Coordinate annotation records
■ ■ ■ ■ ■

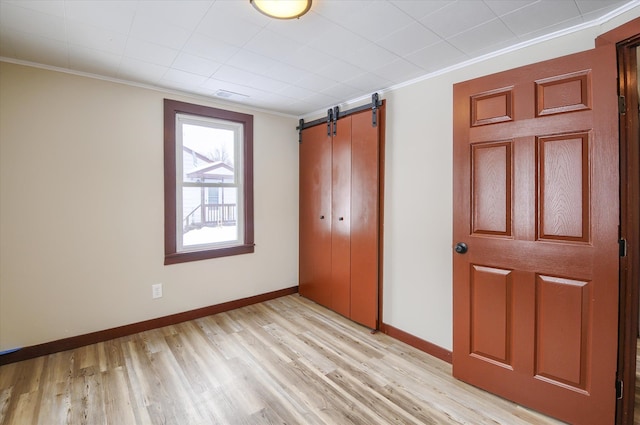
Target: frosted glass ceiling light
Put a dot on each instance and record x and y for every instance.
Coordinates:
(282, 9)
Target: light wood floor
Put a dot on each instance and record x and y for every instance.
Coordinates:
(285, 361)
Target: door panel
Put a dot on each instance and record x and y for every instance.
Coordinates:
(364, 220)
(536, 202)
(341, 219)
(315, 216)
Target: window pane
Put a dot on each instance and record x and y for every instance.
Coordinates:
(207, 218)
(207, 154)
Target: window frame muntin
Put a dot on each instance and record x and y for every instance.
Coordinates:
(171, 109)
(237, 128)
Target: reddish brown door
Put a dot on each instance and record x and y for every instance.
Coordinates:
(315, 215)
(536, 203)
(341, 219)
(364, 219)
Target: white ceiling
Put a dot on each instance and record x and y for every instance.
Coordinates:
(341, 50)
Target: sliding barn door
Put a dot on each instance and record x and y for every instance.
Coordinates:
(536, 235)
(315, 216)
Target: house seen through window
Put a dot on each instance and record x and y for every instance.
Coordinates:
(208, 187)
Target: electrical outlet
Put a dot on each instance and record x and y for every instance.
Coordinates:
(156, 290)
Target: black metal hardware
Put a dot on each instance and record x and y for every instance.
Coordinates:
(299, 128)
(461, 248)
(374, 109)
(623, 247)
(619, 390)
(376, 103)
(622, 105)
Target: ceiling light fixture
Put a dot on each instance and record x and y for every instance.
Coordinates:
(282, 9)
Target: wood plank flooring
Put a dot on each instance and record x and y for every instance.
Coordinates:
(284, 361)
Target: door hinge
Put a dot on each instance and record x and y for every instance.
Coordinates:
(619, 390)
(623, 247)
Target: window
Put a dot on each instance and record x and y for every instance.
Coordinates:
(208, 179)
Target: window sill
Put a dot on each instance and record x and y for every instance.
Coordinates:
(184, 257)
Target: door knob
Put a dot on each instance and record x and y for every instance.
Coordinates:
(461, 247)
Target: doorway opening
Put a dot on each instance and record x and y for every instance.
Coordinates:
(629, 314)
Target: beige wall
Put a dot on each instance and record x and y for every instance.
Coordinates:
(81, 210)
(68, 144)
(418, 191)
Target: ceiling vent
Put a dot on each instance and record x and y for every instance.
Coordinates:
(230, 95)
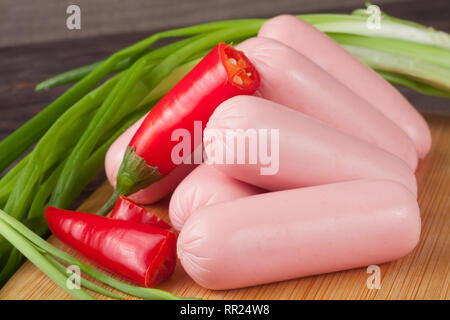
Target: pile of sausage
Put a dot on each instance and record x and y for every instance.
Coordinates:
(344, 195)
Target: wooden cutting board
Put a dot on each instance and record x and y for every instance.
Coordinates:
(423, 274)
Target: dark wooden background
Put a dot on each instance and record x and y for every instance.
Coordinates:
(35, 43)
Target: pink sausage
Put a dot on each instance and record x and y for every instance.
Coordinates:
(291, 79)
(156, 191)
(205, 186)
(325, 52)
(310, 152)
(295, 233)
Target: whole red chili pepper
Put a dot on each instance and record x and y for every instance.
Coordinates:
(126, 209)
(223, 73)
(142, 253)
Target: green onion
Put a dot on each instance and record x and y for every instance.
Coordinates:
(26, 242)
(76, 130)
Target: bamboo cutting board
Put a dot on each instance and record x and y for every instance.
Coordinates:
(423, 274)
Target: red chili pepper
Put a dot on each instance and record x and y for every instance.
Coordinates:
(142, 253)
(223, 73)
(126, 209)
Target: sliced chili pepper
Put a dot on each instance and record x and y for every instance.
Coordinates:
(223, 73)
(126, 209)
(142, 253)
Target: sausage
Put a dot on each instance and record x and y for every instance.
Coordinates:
(204, 186)
(365, 82)
(291, 79)
(157, 190)
(306, 152)
(300, 232)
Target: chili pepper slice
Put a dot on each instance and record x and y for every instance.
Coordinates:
(126, 209)
(142, 253)
(223, 73)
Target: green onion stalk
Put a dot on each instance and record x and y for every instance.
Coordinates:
(73, 133)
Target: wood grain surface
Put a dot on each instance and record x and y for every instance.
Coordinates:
(423, 274)
(25, 21)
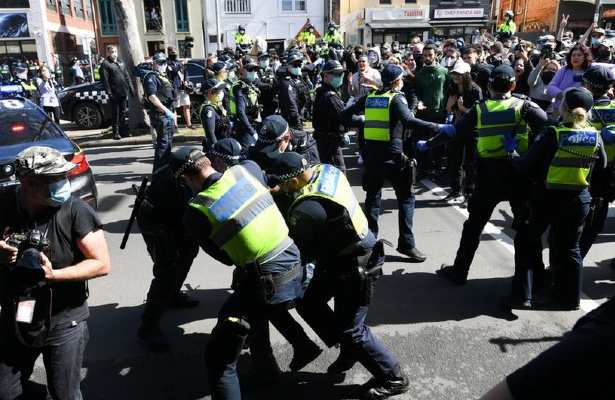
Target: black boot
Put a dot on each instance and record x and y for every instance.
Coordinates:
(377, 389)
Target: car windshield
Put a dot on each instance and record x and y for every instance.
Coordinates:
(25, 126)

■ ■ ■ ■ ■

• SET TASK:
Starting at the line with "Target: bamboo cutting board", output each line through the final one of the listing above, and nothing else. Pictures are to be left out.

• COMPLETE ANSWER:
Target: bamboo cutting board
Put a dot on each instance and record x and y for every instance.
Coordinates:
(423, 274)
Target: red chili pepper
Put a dot on each instance and record x and y for every instance.
Coordinates:
(142, 253)
(223, 73)
(126, 209)
Target: sliced chili pepper
Put a dot on each instance and record x and y for every instance.
Coordinates:
(223, 73)
(126, 209)
(142, 253)
Target: sausage
Put a dot on each instance and record x and y for every instance.
Coordinates:
(204, 186)
(365, 82)
(291, 79)
(157, 190)
(306, 152)
(300, 232)
Target: chili pepper slice
Put a dot on each instance and record x and y for every instance.
Coordinates:
(126, 209)
(142, 253)
(223, 73)
Target: green onion stalk
Put a dot on each instance and record x and y for every instance.
Coordinates:
(73, 133)
Target: wood grain surface
Put a dot on each instance and record x and y for every instance.
Coordinates:
(423, 274)
(25, 21)
Target: black boot
Put a dot on each instance and record x and y for every instance.
Coordinates:
(377, 389)
Target: car windshield
Put a dot on each instance and record x and y for every instance.
Coordinates:
(25, 126)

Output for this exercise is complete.